*** SELECTION
If you have somehow missed the global phenomenon that is Baby Yoda, I highly recommend doing a quick Google search to see what all the fuss is about. In a time where we are seeing fragmentation on a global scale, this little guy is bridging gaps and unifying a populace in a way like no other.  

Sure, he is adorable … but he isn’t actually all that unique. He is just a new take on a previous adorable puppet — the gremlin. I bring this up as I have been fielding a lot of questions about how to bring more innovation to fundraising. “Disruption” is the new buzzword and everyone is looking for the next big idea. And while I am a firm believer in innovation, it comes in many shapes and sizes.

Incremental Innovation

  • We’ve advanced from dependence on the sun, to candles, to the invention of the electric lightbulb, to smart bulbs. We now have greater control over our light sources, too — color, brightness, automating when they turn on and off.

 Practical Innovation

  • The electronics company LG introduced a new type of screen that is flexible enough to roll up like a newspaper.  
  • The Ludlow Traveler suit from J Crew is made with rumple-proof technology, which means no wrinkles and ensures the suit always looks freshly ironed — a major time and effort saver.

Disruptive Innovation

  • Right now, only a few highly trained and select astronauts are able to go to space. But based on materials available today, the human population in space could exceed one trillion in the 22nd century.
  • High-speed travel technology has already taken the first step toward reality with the first test involving the Hyperloop One prototype propulsion system.
******
(EXERCISE TASK 1) Collect every line of the rows below that contains the string "helmet". Case counts.
*** INPUT RECORDS
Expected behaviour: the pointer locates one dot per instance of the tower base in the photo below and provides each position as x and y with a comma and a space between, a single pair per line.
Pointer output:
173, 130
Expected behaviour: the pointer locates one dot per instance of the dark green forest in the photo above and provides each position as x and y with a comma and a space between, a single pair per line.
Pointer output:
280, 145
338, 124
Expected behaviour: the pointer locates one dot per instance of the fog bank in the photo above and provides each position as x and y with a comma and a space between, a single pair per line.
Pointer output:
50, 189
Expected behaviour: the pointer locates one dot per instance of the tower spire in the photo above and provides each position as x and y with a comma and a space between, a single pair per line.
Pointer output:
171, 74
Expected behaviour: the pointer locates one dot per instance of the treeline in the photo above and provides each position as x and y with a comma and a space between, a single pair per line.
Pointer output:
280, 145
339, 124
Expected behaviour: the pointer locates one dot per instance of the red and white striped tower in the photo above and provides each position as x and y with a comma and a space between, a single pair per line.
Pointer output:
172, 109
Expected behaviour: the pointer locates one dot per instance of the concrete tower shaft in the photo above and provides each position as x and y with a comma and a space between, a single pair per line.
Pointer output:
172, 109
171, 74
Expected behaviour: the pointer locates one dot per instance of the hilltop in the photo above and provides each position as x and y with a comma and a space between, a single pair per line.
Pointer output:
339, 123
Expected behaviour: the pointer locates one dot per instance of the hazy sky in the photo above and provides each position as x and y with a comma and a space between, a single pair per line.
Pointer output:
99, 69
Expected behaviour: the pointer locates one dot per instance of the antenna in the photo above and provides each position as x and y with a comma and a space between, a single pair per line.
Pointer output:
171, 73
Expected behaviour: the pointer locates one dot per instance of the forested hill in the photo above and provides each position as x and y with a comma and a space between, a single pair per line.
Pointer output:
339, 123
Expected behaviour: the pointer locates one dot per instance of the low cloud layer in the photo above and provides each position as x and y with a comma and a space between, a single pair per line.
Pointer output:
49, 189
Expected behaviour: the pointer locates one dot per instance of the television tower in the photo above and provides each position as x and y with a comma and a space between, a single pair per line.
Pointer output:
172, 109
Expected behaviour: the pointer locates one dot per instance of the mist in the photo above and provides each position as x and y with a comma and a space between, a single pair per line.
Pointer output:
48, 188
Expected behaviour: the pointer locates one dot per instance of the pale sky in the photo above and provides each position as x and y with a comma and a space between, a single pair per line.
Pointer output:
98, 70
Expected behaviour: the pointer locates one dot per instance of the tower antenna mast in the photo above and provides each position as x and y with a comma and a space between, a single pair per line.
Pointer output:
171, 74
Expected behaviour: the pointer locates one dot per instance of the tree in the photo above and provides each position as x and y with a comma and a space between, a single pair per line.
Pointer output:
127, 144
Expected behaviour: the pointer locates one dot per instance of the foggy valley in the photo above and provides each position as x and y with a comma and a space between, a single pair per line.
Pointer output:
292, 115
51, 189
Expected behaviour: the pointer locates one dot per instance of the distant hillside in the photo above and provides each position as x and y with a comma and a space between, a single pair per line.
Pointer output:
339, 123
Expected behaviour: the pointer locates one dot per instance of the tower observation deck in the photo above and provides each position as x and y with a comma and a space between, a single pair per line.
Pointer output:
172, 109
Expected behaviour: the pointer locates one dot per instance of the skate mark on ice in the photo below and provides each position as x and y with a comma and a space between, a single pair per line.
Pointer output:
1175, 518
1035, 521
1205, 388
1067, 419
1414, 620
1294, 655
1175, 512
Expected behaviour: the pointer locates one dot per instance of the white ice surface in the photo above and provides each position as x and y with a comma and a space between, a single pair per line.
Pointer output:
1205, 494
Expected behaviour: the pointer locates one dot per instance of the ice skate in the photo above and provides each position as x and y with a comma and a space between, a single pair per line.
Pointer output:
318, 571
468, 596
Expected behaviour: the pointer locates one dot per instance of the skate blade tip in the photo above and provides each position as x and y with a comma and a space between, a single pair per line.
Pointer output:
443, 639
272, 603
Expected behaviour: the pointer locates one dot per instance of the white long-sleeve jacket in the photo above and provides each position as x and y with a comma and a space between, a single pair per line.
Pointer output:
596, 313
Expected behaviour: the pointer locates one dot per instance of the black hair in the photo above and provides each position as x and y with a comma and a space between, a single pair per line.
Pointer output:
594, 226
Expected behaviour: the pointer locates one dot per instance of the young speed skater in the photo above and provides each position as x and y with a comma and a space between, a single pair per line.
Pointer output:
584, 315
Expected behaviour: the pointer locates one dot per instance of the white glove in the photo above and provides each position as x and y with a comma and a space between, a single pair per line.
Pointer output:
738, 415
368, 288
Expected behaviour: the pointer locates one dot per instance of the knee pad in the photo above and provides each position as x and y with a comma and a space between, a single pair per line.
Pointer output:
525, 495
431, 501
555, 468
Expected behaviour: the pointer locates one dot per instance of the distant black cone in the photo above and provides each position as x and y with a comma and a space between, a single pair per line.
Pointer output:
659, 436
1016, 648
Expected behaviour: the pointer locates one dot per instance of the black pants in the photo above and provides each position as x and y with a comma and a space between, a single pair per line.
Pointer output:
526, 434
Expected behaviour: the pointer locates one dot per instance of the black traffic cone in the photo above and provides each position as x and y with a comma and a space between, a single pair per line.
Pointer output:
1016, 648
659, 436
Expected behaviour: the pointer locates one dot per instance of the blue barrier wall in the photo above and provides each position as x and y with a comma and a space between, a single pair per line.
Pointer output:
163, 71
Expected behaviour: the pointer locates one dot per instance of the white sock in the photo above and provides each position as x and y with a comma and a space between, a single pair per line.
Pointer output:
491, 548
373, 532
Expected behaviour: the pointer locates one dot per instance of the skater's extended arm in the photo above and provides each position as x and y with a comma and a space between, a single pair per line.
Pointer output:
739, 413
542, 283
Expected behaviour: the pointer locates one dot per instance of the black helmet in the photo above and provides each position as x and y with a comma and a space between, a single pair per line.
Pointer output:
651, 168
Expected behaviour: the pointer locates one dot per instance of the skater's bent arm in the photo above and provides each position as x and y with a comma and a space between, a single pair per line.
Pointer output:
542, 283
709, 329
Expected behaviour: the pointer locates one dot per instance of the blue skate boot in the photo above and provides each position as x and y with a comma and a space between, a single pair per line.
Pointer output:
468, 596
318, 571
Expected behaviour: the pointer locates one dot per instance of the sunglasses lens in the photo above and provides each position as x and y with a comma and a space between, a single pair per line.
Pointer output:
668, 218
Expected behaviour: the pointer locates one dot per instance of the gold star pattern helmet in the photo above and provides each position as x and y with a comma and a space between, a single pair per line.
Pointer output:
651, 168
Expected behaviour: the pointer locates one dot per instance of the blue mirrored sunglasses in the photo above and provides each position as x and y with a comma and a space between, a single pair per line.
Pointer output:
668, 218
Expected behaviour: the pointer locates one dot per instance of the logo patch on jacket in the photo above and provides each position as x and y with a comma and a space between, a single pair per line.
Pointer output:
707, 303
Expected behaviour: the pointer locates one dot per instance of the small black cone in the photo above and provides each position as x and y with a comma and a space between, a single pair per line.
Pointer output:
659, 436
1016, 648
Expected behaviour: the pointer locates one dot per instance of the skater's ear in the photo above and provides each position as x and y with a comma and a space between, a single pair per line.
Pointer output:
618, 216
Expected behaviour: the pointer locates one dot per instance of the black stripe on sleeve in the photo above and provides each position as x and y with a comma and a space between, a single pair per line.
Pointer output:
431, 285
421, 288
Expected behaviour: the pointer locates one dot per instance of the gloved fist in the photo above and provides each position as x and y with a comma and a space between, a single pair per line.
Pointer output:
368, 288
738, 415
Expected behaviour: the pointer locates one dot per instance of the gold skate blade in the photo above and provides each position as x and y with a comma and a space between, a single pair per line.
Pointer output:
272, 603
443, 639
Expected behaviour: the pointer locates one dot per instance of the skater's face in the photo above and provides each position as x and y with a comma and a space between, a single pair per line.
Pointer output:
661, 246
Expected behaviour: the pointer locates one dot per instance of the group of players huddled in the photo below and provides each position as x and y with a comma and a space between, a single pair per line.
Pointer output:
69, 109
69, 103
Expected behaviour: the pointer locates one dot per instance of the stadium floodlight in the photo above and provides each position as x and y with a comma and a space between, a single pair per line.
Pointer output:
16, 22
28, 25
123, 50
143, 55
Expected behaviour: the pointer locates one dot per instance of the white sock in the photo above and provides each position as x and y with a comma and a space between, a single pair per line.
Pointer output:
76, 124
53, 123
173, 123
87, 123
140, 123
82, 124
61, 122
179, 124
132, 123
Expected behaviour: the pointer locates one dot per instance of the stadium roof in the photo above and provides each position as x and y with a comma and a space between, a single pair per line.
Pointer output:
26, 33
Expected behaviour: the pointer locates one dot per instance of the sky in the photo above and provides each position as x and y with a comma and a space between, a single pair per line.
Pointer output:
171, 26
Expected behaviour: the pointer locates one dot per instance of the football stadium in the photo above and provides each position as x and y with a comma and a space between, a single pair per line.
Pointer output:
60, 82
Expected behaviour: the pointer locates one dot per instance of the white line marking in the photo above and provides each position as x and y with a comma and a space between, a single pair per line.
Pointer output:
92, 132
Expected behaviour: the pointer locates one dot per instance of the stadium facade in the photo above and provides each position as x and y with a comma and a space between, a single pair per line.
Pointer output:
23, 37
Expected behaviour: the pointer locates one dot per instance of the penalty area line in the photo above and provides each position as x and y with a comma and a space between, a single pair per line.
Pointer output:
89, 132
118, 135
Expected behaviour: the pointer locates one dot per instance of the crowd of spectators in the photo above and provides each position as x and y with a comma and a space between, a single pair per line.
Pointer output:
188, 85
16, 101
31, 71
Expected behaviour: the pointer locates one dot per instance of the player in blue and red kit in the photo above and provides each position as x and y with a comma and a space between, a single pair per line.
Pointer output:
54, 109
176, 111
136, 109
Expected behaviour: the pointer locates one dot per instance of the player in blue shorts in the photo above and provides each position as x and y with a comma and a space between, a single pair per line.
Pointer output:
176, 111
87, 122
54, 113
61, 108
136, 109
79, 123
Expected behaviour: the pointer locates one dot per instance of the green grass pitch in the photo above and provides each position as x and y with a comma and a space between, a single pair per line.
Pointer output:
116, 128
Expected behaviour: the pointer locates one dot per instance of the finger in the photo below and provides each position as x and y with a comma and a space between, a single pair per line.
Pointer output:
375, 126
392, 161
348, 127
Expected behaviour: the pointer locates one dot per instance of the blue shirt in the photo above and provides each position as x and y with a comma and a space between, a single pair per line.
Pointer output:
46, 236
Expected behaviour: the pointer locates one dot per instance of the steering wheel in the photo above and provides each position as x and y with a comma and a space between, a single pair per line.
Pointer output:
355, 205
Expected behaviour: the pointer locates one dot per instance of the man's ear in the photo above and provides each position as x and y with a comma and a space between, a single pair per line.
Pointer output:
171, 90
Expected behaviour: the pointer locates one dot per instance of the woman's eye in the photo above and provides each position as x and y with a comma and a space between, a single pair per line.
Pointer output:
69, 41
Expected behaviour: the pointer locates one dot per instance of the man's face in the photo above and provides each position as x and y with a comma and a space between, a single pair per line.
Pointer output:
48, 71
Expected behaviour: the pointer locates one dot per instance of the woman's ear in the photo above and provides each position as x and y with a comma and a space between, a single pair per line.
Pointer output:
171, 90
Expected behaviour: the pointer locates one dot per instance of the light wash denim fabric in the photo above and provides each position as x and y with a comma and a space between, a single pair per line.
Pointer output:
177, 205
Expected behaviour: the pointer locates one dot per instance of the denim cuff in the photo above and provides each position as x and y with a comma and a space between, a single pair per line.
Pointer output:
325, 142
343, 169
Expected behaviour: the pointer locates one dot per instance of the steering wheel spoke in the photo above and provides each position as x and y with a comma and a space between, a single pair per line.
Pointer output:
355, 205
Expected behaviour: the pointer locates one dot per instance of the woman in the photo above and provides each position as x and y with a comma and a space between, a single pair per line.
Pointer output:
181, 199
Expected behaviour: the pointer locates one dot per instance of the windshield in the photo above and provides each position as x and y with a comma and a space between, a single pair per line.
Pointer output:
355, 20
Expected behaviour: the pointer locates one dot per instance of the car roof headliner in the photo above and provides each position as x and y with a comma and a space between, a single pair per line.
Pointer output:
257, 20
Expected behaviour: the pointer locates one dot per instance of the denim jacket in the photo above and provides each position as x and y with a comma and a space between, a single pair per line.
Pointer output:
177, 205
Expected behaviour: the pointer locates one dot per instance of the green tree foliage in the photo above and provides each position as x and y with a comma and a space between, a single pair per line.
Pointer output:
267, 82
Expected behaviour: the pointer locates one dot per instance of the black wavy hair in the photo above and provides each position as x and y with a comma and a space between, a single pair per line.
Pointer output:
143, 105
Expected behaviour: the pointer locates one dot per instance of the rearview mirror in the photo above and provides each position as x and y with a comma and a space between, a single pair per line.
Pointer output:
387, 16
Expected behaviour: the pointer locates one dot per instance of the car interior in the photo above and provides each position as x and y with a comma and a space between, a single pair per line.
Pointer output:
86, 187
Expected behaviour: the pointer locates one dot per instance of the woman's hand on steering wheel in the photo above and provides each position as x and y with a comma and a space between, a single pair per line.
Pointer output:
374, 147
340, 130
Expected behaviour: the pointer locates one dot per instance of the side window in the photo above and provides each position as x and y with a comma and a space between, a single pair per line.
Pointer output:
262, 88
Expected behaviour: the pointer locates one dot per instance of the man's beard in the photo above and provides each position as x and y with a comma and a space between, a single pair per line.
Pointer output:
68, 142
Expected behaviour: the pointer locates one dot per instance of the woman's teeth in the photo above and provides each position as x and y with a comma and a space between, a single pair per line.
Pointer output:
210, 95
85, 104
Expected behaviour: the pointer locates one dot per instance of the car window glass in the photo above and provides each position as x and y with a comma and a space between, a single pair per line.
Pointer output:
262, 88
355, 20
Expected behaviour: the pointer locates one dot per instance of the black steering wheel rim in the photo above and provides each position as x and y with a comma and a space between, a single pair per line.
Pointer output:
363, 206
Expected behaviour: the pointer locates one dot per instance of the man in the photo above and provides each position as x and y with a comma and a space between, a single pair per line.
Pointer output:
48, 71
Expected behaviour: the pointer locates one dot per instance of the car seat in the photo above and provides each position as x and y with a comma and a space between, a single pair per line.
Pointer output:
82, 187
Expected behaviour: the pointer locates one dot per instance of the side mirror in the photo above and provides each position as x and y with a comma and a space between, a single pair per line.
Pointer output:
******
(EXERCISE TASK 2) Translate this sentence from the innovation article into Spanish: "In a time where we are seeing fragmentation on a global scale, this little guy is bridging gaps and unifying a populace in a way like no other."

(WRITTEN REPLY 1)
Expected behaviour: the pointer locates one dot per instance of the black helmet in the photo above and provides each position as x and y with a comma and a space between, a single pair per line.
Expected behaviour: the pointer locates one dot per instance of the gold star pattern helmet in the photo above and provides each position as x and y with a comma and a space between, a single pair per line.

(WRITTEN REPLY 2) En una época en la que vemos fragmentación a escala global, este pequeñín está tendiendo puentes y unificando a la población como ningún otro.